Input for this task Block Start

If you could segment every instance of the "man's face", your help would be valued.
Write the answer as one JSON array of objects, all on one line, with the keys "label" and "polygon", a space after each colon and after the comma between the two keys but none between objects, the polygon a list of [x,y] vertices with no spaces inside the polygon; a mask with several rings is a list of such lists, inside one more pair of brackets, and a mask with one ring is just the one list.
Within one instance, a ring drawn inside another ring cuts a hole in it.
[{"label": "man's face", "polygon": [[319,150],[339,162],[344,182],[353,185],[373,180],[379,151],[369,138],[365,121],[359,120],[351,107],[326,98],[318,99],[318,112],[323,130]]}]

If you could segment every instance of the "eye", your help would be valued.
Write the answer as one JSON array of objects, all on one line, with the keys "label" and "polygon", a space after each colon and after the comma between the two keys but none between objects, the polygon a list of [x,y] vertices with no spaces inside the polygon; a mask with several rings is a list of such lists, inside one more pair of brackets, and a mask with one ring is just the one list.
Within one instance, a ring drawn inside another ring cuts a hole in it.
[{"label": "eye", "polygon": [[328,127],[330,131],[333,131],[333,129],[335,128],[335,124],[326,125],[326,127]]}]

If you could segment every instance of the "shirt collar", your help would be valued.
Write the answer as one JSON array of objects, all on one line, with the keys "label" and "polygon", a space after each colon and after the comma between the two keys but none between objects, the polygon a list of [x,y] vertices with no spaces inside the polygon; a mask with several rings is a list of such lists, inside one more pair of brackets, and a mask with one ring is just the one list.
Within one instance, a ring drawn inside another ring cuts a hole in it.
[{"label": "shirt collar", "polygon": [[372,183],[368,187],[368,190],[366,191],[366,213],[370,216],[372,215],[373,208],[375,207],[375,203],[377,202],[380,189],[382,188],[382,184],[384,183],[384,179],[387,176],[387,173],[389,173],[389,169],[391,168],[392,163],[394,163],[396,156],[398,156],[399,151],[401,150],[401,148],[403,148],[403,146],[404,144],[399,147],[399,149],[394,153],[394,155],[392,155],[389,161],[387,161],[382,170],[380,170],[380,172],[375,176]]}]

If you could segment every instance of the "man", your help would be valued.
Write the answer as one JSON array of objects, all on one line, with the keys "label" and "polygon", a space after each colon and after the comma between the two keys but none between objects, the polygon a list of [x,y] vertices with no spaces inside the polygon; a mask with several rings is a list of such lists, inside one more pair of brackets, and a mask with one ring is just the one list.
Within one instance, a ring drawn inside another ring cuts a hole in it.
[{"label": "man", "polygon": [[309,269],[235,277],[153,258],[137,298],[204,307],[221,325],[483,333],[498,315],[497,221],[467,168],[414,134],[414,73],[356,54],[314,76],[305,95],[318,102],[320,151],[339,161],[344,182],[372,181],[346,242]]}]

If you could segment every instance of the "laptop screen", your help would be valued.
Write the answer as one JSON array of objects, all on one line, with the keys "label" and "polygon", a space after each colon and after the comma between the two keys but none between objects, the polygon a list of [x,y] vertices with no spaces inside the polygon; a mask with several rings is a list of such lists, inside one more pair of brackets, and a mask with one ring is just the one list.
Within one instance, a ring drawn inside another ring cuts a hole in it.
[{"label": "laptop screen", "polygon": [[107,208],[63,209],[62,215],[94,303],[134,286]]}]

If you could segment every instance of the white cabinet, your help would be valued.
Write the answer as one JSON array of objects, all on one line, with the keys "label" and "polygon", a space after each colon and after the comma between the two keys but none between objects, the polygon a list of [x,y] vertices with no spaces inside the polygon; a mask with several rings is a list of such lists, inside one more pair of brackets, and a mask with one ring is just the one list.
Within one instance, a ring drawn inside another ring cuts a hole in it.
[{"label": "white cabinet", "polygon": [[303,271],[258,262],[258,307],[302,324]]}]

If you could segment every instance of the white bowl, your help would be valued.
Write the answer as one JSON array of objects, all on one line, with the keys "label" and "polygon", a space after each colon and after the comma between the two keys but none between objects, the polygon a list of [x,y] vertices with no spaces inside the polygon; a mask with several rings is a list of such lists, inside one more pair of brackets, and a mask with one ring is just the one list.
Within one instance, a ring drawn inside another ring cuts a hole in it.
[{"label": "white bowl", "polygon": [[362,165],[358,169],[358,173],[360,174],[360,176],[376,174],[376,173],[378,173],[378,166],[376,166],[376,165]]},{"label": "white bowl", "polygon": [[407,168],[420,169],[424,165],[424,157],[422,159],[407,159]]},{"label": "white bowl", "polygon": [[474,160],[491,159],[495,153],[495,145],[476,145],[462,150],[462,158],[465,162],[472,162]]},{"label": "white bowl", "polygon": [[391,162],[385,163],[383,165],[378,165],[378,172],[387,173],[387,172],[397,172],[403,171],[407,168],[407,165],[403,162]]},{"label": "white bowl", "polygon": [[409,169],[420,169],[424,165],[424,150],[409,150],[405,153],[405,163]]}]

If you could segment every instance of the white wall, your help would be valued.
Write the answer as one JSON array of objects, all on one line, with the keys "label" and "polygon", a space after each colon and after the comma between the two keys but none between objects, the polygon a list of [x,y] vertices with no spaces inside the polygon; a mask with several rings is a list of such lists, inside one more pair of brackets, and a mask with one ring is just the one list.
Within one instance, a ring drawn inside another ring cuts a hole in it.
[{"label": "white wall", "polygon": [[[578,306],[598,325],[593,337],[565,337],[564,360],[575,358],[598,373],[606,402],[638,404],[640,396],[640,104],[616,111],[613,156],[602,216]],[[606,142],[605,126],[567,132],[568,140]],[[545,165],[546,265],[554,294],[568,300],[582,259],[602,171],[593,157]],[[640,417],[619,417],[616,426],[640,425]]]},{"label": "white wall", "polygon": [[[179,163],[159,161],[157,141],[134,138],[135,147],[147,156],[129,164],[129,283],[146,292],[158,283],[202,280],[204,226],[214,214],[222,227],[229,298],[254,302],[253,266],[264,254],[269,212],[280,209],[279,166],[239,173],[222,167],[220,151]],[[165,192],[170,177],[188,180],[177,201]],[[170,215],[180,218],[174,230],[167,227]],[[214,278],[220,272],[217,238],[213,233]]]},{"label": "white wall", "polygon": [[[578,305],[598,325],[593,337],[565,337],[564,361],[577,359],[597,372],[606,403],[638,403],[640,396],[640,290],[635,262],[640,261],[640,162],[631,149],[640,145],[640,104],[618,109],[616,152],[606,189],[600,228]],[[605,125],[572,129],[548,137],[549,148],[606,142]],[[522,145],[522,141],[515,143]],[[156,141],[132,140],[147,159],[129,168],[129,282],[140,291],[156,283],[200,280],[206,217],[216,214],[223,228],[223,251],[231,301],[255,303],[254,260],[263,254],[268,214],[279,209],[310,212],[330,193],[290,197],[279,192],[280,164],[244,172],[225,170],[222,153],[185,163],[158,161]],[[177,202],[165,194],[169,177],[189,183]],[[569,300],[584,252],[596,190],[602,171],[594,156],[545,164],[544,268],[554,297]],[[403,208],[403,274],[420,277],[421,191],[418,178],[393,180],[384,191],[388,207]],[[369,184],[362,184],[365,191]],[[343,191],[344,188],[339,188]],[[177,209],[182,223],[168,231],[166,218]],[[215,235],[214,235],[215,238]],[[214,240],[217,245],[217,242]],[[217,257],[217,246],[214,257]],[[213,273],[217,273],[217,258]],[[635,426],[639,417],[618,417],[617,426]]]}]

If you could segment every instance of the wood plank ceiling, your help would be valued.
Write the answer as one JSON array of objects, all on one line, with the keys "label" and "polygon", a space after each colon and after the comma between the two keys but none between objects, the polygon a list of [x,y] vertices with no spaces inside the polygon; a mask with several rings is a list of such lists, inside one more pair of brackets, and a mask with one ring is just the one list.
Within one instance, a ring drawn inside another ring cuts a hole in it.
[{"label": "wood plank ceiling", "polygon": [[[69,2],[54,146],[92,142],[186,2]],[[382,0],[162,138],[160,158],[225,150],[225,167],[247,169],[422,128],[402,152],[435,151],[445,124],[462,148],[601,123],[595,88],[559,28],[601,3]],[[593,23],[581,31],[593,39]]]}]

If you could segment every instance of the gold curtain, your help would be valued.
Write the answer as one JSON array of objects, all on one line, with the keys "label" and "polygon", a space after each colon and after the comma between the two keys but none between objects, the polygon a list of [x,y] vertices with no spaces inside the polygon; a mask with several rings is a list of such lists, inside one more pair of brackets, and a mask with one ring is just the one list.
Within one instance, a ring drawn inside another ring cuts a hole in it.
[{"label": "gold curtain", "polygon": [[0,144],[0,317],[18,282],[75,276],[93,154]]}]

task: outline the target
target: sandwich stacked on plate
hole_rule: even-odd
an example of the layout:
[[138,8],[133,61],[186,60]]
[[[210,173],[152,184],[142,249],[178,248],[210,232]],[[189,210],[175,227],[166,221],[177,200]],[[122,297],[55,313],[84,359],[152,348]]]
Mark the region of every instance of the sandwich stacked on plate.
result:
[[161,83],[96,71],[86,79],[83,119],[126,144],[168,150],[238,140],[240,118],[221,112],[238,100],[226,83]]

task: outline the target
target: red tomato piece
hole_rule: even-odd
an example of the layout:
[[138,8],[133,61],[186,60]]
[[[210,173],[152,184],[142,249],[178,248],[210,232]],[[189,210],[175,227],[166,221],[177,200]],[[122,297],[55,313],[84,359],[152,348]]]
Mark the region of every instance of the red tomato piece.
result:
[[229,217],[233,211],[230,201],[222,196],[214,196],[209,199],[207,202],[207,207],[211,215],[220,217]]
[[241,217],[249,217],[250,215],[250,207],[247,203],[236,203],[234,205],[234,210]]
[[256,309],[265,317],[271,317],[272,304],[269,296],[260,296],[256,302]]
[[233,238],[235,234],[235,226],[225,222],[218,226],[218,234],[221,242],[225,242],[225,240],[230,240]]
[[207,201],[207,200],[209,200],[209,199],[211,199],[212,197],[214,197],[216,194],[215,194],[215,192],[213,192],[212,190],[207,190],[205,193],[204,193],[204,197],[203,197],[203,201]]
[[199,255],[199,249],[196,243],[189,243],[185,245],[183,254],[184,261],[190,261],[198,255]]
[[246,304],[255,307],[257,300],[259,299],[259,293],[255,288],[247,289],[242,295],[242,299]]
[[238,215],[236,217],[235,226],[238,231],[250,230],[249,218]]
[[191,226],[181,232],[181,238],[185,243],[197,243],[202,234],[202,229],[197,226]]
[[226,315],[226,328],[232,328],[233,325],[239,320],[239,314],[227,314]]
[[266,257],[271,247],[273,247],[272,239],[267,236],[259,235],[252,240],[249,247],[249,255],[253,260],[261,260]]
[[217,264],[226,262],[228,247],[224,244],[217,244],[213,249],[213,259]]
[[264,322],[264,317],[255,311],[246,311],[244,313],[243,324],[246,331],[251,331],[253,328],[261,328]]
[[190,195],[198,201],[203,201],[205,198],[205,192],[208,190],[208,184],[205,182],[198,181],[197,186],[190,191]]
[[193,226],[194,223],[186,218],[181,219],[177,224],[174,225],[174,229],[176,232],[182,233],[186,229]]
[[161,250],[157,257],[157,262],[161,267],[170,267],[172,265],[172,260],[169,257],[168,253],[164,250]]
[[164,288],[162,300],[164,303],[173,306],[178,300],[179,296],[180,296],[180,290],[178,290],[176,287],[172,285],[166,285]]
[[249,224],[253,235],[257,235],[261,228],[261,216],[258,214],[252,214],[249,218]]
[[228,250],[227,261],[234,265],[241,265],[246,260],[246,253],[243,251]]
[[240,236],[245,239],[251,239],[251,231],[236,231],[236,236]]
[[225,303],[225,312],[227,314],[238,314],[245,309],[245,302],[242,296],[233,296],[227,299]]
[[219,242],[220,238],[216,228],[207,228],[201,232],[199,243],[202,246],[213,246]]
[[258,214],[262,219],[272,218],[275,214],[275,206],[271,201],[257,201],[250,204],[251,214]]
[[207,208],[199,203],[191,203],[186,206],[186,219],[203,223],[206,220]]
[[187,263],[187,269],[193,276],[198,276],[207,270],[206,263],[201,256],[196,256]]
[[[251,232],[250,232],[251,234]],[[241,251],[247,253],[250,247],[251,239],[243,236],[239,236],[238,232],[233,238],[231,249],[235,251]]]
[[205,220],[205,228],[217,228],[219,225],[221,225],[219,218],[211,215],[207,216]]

Input for this task Block End

• Requirement
After locating the line holding "Mark the region of every instance of the sandwich" above, output exactly that line and every line after it through the line holding "Mark the region of every instance of the red". Include nothing else.

• Written reply
Mark the region of every instance of the sandwich stacked on plate.
result:
[[161,83],[96,71],[86,79],[83,119],[126,144],[168,150],[238,140],[240,118],[221,112],[238,100],[226,83]]

task: outline the target
target: red tomato piece
hole_rule: even-odd
an example of the layout:
[[138,8],[133,61],[186,60]]
[[[210,173],[152,184],[142,249],[178,248],[210,232]],[[189,210],[175,227],[166,221],[177,200]],[[122,297],[55,313],[84,359],[152,348]]]
Mark the region of every instance of the red tomato piece.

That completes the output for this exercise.